# [Task details]
Please give back only the lines below from the one containing "Might I trouble you for the coordinates of the bird's" to the one containing "Might I trouble you for the coordinates of the rock", each repeated word for word, both ends included.

# [Data supplied]
══════

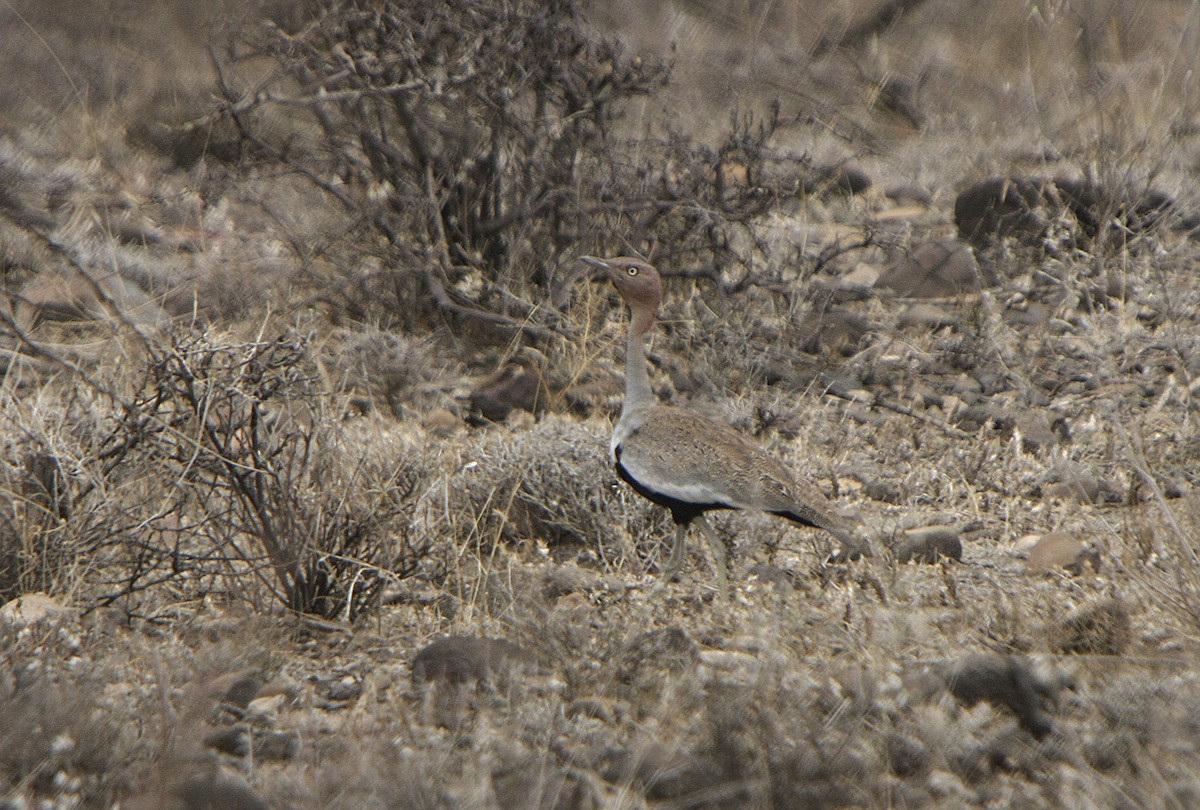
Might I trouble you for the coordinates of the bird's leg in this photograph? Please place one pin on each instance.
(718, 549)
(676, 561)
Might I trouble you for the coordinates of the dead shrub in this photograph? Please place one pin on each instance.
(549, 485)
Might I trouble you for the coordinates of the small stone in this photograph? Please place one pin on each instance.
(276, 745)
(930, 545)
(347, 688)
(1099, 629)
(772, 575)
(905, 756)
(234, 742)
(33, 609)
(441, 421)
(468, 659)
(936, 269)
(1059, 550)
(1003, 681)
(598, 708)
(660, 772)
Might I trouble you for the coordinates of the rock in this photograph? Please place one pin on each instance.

══════

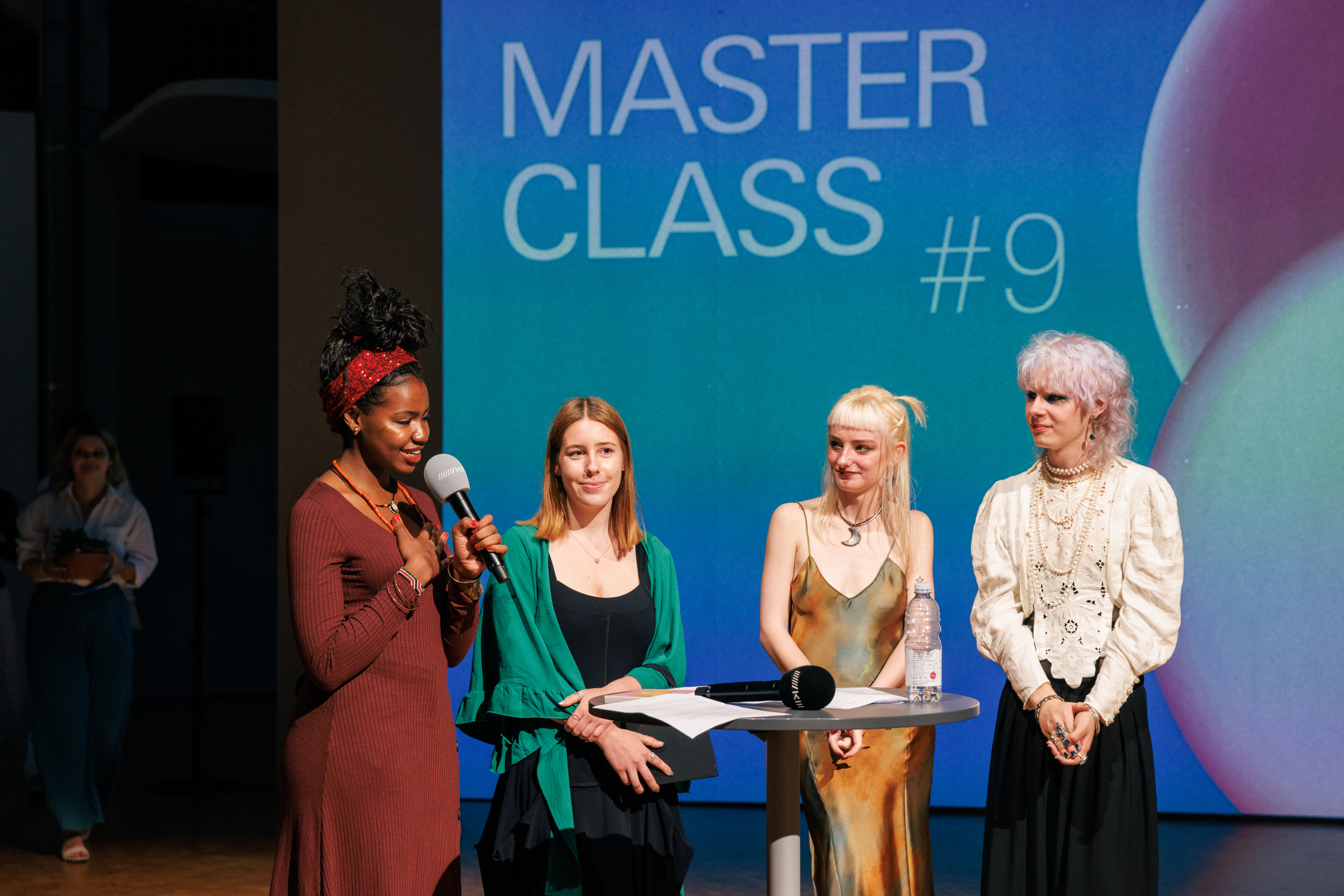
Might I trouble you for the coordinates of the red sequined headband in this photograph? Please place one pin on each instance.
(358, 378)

══════

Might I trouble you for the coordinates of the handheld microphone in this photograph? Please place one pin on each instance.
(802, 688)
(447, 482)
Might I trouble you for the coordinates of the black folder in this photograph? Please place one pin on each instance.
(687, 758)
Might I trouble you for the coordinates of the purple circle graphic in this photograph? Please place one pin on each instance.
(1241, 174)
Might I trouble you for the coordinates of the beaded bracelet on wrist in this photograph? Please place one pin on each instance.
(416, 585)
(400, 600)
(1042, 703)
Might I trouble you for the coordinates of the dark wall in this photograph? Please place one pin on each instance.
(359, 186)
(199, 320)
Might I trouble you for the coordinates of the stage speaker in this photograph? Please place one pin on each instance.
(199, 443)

══════

# [Answer to the exercise]
Might I trouble you for the coordinates of the bird's leg in this photograph? Please place one pin on each instance.
(718, 549)
(676, 561)
Might I trouble you for the coordinates of the dead shrub in this photograph? Please place one pin on each instance.
(549, 485)
Might I trouble you for the coordinates of the small stone in this photograph? Please place one pin on each instance.
(276, 745)
(930, 545)
(347, 688)
(1099, 629)
(772, 575)
(905, 756)
(234, 742)
(33, 609)
(441, 421)
(468, 659)
(936, 269)
(1059, 550)
(1003, 681)
(598, 708)
(660, 772)
Might I trouble you for the coordinates of the rock in this photograph? Please place one pin on each instance.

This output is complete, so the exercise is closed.